→ **Entries locating objects in images**

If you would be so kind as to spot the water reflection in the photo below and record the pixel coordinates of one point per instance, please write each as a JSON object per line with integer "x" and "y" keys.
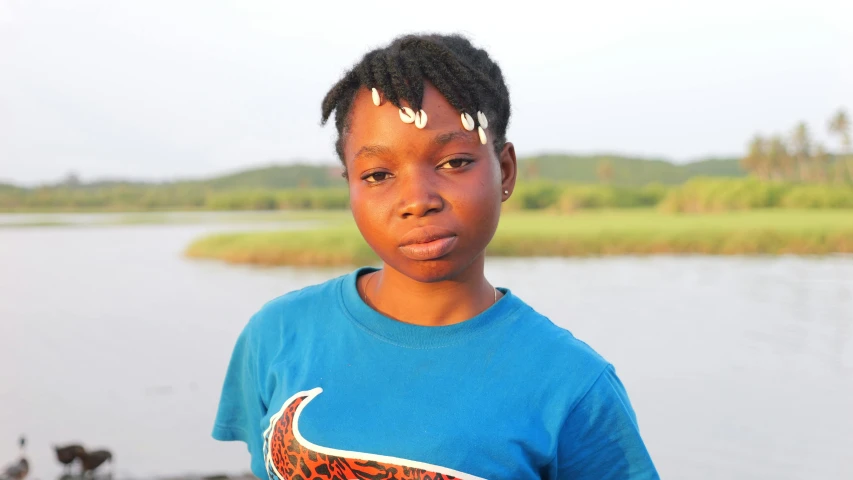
{"x": 738, "y": 367}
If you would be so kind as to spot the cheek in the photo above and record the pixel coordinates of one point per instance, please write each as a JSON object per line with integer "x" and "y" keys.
{"x": 369, "y": 211}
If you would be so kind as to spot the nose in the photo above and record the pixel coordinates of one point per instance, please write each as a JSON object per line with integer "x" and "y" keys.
{"x": 419, "y": 197}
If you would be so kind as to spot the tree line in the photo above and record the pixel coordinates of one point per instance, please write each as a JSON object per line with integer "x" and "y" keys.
{"x": 797, "y": 157}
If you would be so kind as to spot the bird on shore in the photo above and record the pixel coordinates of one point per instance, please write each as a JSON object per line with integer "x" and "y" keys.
{"x": 68, "y": 454}
{"x": 19, "y": 469}
{"x": 93, "y": 460}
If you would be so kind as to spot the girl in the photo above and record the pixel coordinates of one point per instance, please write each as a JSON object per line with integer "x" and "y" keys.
{"x": 423, "y": 369}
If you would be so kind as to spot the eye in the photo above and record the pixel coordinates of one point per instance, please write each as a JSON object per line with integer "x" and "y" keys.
{"x": 376, "y": 177}
{"x": 455, "y": 163}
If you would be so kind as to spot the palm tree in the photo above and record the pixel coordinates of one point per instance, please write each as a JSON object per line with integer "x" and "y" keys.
{"x": 839, "y": 125}
{"x": 778, "y": 159}
{"x": 755, "y": 161}
{"x": 820, "y": 160}
{"x": 800, "y": 149}
{"x": 604, "y": 171}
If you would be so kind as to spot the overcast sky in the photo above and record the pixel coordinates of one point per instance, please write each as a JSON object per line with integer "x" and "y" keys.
{"x": 164, "y": 89}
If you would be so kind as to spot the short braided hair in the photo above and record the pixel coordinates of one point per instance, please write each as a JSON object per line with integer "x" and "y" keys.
{"x": 464, "y": 74}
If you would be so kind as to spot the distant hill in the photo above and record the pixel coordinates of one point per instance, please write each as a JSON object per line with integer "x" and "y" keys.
{"x": 569, "y": 168}
{"x": 280, "y": 176}
{"x": 623, "y": 170}
{"x": 585, "y": 169}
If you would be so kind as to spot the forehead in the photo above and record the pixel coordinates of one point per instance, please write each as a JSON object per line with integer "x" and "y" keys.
{"x": 370, "y": 125}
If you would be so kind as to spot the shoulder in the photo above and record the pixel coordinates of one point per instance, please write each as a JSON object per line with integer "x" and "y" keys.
{"x": 558, "y": 343}
{"x": 559, "y": 361}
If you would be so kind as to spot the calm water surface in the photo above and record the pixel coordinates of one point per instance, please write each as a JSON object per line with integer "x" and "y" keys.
{"x": 739, "y": 368}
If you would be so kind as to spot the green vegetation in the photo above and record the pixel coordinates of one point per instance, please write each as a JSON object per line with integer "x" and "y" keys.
{"x": 798, "y": 158}
{"x": 608, "y": 232}
{"x": 321, "y": 187}
{"x": 623, "y": 171}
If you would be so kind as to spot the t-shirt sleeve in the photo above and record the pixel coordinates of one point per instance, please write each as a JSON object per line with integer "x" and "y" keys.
{"x": 600, "y": 439}
{"x": 241, "y": 405}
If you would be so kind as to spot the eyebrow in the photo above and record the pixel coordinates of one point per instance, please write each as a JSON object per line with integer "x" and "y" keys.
{"x": 380, "y": 150}
{"x": 371, "y": 151}
{"x": 448, "y": 137}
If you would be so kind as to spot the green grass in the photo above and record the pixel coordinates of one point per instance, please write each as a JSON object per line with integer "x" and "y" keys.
{"x": 609, "y": 232}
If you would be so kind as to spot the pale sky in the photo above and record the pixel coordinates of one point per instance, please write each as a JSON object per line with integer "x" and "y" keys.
{"x": 159, "y": 90}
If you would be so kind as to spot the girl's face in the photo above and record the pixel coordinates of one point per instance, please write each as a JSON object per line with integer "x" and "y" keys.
{"x": 426, "y": 200}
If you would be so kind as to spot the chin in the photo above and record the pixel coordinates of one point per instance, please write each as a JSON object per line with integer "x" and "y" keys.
{"x": 430, "y": 271}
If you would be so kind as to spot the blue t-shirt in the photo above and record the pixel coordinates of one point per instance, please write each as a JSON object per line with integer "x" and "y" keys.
{"x": 320, "y": 385}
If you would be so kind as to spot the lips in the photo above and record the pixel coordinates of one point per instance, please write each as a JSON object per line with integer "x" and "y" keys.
{"x": 427, "y": 243}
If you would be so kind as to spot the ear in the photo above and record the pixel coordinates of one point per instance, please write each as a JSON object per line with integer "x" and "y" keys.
{"x": 509, "y": 169}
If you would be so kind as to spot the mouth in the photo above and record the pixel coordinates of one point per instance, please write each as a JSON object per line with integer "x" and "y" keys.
{"x": 427, "y": 243}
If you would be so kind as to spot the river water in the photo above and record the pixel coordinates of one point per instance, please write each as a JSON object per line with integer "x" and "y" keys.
{"x": 739, "y": 368}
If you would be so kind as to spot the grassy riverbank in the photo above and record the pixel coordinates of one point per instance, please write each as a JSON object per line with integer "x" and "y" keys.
{"x": 612, "y": 232}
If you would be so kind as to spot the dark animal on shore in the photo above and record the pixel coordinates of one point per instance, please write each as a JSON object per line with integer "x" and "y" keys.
{"x": 20, "y": 469}
{"x": 93, "y": 460}
{"x": 67, "y": 454}
{"x": 17, "y": 471}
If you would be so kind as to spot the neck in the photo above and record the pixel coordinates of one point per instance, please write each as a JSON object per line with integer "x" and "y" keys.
{"x": 429, "y": 304}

→ **Job**
Reproduce each of the items above word for word, leaving the pictures out of your answer.

→ **Solution to the exercise**
If you would be so kind as to spot the water reflection in the photo below and record the pixel coordinates of one point per instance, please write each as a JSON object per line with integer "x" and "y" keys.
{"x": 738, "y": 367}
If you would be so kind as to spot the cheek in the photo above and record the pixel coordinates of one point per instance, please write each as a JSON object per line with integer "x" and "y" keys.
{"x": 369, "y": 211}
If you would be so kind as to spot the nose in the photo above and record the pixel coordinates of one point per instance, please write each as a JSON object per line with integer "x" and "y" keys.
{"x": 419, "y": 197}
If you would be so kind as to spot the tree line in the photo above and record the pixel coordinates of one point per instance, please write each as a JSON object per line with integer "x" and "y" keys.
{"x": 797, "y": 157}
If you would be so kind as to spot the bird on shore in the photo above and record the pixel coordinates of one point per instance, please write each as a JSON object per line with integer "x" and "y" keys.
{"x": 68, "y": 454}
{"x": 19, "y": 469}
{"x": 93, "y": 460}
If you would be so kind as to spot the girl in the photo above and record the pixel coordinates of one point per instance, please write each as a JSON object per line with integer "x" and "y" keys.
{"x": 423, "y": 369}
If you would be so kind as to spot the eye in the photo above and record the pixel coordinates of one point per instance, please write each as a JSON object per line with integer "x" and "y" keys.
{"x": 376, "y": 177}
{"x": 455, "y": 163}
If you would be so kind as to spot the palm tree in the photo above and record the pixel coordinates of one point per instance, please write each as a JSON object per line with integer "x" and "y" keys.
{"x": 839, "y": 125}
{"x": 778, "y": 159}
{"x": 755, "y": 161}
{"x": 820, "y": 160}
{"x": 800, "y": 149}
{"x": 604, "y": 171}
If you would be so kind as to spot the overcast sky in the photo above and record the pixel coordinates of one point per instance, please write each as a JSON object per line with integer "x" and "y" keys.
{"x": 164, "y": 89}
If you would be so kind as to spot the short braided hair in the photo above and record the pixel coordinates of one point per instance, please write each as a JSON object per line with integer "x" and "y" keys.
{"x": 464, "y": 74}
If you would be so kind as to spot the distant hill in the photo above and record the pixel coordinates of one point per instance, please write each as a JSON object per line with integer "x" and "y" keys.
{"x": 569, "y": 168}
{"x": 280, "y": 176}
{"x": 623, "y": 170}
{"x": 585, "y": 169}
If you would be so kind as to spot the forehead in the photo above and record the pixel coordinates of one point per instance, please write each as a JSON object per line with integer "x" and "y" keys.
{"x": 370, "y": 125}
If you would be so kind as to spot the shoulder in the photo above and record the pixel coordinates of one point per instance, please write each as a JSON object per line with integer "x" and "y" keys.
{"x": 558, "y": 343}
{"x": 559, "y": 361}
If you would be so kind as to spot the calm water surface in the photo above and record the pixel coordinates of one point per instance, please write each as a JSON object per line with integer "x" and "y" keys.
{"x": 739, "y": 368}
If you would be so kind as to spot the green vegetation in the photo above and record the pixel coordinates of one point per instance, please write each as a JSON object per line with integer "x" and "y" keys.
{"x": 798, "y": 158}
{"x": 608, "y": 232}
{"x": 321, "y": 187}
{"x": 623, "y": 171}
If you would be so kind as to spot the t-shirt sleeve in the photo above and record the pixel coordinates of one point per instance, please write each as a JSON object per line with integer "x" and "y" keys.
{"x": 600, "y": 439}
{"x": 241, "y": 405}
If you would be so kind as to spot the eyebrow in the photo above and record the pixel coordinates of one point per instance, please write each as a JSON object per line with integer "x" and "y" keys.
{"x": 380, "y": 150}
{"x": 371, "y": 151}
{"x": 448, "y": 137}
If you would be so kind as to spot the green grass in the photo above and record the pixel coordinates of one point per instance, please write each as a JSON object per line with integer "x" and "y" keys.
{"x": 609, "y": 232}
If you would be so kind as to spot the pale sky in the photo above and record the pixel coordinates of one point per instance, please write each as a JSON object per line with integer "x" and "y" keys.
{"x": 159, "y": 90}
If you would be so kind as to spot the girl's face in the photo above and record the pixel coordinates of one point per instance, please write each as a JSON object per line with integer "x" and "y" keys.
{"x": 426, "y": 200}
If you would be so kind as to spot the chin in the photo above and record the pixel coordinates of one point per instance, please write each as a JSON object per line with integer "x" and "y" keys.
{"x": 430, "y": 271}
If you would be so kind as to spot the blue t-shirt in the photo above and record the pixel coordinates of one point per instance, please write each as a JSON object per line with integer "x" and "y" keys.
{"x": 320, "y": 385}
If you would be so kind as to spot the lips in the photo above and record the pixel coordinates of one point per instance, please write each as a JSON object per line with integer "x" and "y" keys.
{"x": 427, "y": 243}
If you would be so kind as to spot the ear in the photo above and record the pixel coordinates of one point per instance, please write each as a JSON object per line with integer "x" and "y" keys.
{"x": 509, "y": 169}
If you would be so kind as to spot the mouth in the photo above and record the pixel coordinates of one point per instance, please write each as a JSON object per line with integer "x" and "y" keys.
{"x": 427, "y": 243}
If you would be so kind as to spot the river water in the photo above and record the pixel coordinates of one point per instance, please write each as a JSON object per line with integer "x" and "y" keys.
{"x": 739, "y": 368}
If you would be so kind as to spot the grassy riverbank in the photo above and record the pixel coordinates of one point per instance, please write each as a JSON object per line with integer "x" and "y" keys.
{"x": 612, "y": 232}
If you would be so kind as to spot the dark animal on shore in the photo above and record the pixel coordinates of one point per instance, please write each as a JSON object per line with integer "x" and "y" keys.
{"x": 20, "y": 469}
{"x": 93, "y": 460}
{"x": 67, "y": 454}
{"x": 17, "y": 471}
If you would be so kind as to spot the neck in the photo above and record the pixel coordinates of one point per instance, please write each as a JSON object per line with integer "x" and "y" keys.
{"x": 429, "y": 304}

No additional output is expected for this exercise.